Start of SOURCE MATERIAL
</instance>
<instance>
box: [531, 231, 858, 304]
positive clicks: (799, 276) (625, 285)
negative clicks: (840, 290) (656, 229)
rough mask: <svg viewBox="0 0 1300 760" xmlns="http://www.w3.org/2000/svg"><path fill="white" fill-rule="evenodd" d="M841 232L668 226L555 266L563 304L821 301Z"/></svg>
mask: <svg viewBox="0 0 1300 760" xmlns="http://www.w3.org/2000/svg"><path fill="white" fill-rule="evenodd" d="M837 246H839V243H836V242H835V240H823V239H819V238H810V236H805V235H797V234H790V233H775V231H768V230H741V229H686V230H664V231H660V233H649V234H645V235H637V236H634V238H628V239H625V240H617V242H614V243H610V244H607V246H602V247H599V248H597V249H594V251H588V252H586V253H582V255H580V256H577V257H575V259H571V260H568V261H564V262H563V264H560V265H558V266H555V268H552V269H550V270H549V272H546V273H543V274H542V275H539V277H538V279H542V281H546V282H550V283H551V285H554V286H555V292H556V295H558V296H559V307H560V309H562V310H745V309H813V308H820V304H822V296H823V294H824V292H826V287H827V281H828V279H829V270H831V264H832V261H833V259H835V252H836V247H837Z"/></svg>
End of SOURCE MATERIAL
REQUIRED ACTION>
Please format every line of the listing above as a numbered list, leaving out any blank lines.

EXPECTED OUTPUT>
1. </instance>
2. <instance>
3. box: [531, 231, 858, 304]
4. positive clicks: (799, 276) (625, 285)
5. negative clicks: (840, 290) (656, 229)
6. rough mask: <svg viewBox="0 0 1300 760" xmlns="http://www.w3.org/2000/svg"><path fill="white" fill-rule="evenodd" d="M841 232L668 226L555 266L563 304L821 301Z"/></svg>
7. mask: <svg viewBox="0 0 1300 760" xmlns="http://www.w3.org/2000/svg"><path fill="white" fill-rule="evenodd" d="M837 246H839V243H836V242H835V240H823V239H819V238H810V236H805V235H797V234H790V233H775V231H768V230H741V229H686V230H664V231H660V233H649V234H645V235H637V236H634V238H628V239H625V240H617V242H614V243H610V244H607V246H602V247H599V248H597V249H594V251H588V252H586V253H582V255H580V256H577V257H575V259H571V260H568V261H564V262H563V264H560V265H558V266H555V268H552V269H550V270H549V272H546V273H543V274H542V275H539V277H538V279H542V281H546V282H550V283H551V285H554V286H555V292H556V295H558V296H559V307H560V309H562V310H745V309H813V308H820V304H822V296H823V294H824V292H826V287H827V281H828V279H829V270H831V264H832V261H833V259H835V252H836V247H837Z"/></svg>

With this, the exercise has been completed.